> _Exercise details_
Your task is to reproduce exactly the lines from the line with "Each instance of the beige" through the end of the records below.

★ ★ ★

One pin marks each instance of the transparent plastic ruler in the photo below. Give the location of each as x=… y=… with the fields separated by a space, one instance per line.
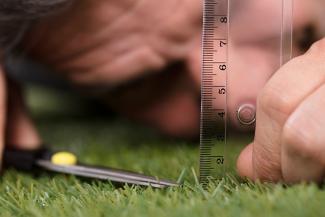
x=215 y=67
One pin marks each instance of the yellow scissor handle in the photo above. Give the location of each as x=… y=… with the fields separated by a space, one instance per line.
x=64 y=158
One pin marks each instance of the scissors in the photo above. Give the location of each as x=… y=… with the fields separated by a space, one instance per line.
x=67 y=163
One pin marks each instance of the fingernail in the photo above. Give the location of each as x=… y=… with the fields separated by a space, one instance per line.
x=246 y=114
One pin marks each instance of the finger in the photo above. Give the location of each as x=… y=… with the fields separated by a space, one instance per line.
x=2 y=110
x=303 y=141
x=20 y=130
x=279 y=98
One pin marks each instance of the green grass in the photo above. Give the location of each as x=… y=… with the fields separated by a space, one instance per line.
x=115 y=142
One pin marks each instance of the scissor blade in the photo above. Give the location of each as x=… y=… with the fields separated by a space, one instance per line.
x=106 y=174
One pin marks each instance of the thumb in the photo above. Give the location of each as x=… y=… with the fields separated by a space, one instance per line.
x=20 y=130
x=245 y=162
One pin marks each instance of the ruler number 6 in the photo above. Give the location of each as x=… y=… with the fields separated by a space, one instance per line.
x=222 y=91
x=223 y=19
x=222 y=67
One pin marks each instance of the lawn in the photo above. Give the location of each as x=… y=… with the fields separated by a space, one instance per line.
x=116 y=142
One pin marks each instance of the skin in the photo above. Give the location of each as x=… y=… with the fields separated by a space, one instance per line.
x=145 y=64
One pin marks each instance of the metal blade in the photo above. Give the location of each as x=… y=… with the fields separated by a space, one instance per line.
x=107 y=174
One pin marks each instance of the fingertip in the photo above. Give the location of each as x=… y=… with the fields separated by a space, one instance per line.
x=245 y=162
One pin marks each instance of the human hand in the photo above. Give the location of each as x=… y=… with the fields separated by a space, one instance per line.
x=16 y=127
x=146 y=56
x=289 y=138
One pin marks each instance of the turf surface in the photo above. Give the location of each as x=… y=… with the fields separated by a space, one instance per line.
x=115 y=142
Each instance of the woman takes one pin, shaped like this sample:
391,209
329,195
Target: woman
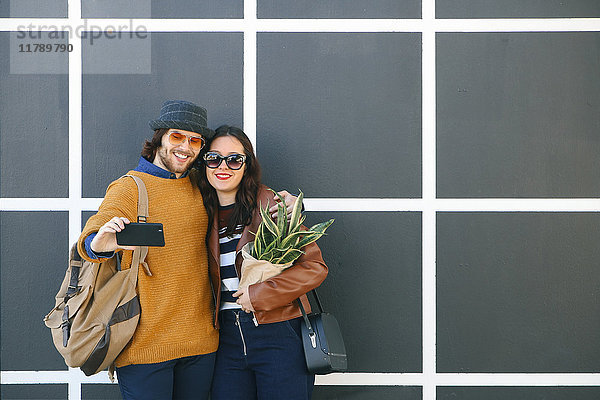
260,353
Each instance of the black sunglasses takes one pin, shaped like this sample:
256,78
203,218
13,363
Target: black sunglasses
233,161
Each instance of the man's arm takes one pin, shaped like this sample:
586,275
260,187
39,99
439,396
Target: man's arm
119,205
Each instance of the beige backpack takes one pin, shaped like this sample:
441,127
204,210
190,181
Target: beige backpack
97,308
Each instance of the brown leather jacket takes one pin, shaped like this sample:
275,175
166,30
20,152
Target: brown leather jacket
274,298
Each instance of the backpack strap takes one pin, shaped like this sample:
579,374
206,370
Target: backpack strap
140,253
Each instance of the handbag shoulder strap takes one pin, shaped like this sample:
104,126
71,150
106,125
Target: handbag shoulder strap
140,253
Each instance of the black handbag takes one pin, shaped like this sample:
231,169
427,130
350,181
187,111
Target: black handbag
324,348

★ ★ ★

> _Full response_
Each instance of the beige backpack takes one pin, shaped like this sample:
441,127
204,210
190,181
Target: beige backpack
97,308
Each instance of the brown leather jacket takes one pin, shaped like this sample:
275,175
166,30
20,152
Target: brown leather jacket
274,298
Each instance of the backpack strap takes one pin, shaped like this sample:
579,374
206,370
Target: backpack strap
140,253
Each instance of the handbag shoulder strap takes one pin, shaped like this sample:
104,126
71,150
106,125
Target: handbag shoulder strap
140,253
Each instance of the black handbag takes one pin, shaped like this sample:
231,169
427,130
350,181
187,111
Target: black handbag
324,348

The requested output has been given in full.